Start

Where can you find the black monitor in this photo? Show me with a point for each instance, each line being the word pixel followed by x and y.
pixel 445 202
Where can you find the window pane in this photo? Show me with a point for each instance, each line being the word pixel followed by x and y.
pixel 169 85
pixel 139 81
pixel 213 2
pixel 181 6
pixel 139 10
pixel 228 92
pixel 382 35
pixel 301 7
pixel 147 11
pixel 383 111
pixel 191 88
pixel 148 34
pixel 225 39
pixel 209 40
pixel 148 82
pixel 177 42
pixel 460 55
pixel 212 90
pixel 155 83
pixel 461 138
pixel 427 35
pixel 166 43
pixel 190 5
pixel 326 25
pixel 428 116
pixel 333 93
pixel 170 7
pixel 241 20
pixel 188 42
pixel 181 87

End

| Given task |
Please return, word for word, the lines among the items above, starting at the line that has "Where can you find the window" and stopping after the line that has "pixel 170 7".

| Result below |
Where can you find the window pane in this photo? Show me with a point for each instance, each line being the word pixel followed by x and y.
pixel 169 85
pixel 139 81
pixel 213 2
pixel 181 6
pixel 139 10
pixel 228 92
pixel 382 35
pixel 301 7
pixel 147 11
pixel 383 111
pixel 191 88
pixel 148 34
pixel 225 39
pixel 209 40
pixel 148 82
pixel 177 42
pixel 460 55
pixel 212 90
pixel 155 83
pixel 461 138
pixel 427 35
pixel 166 43
pixel 190 5
pixel 326 25
pixel 428 116
pixel 333 93
pixel 170 7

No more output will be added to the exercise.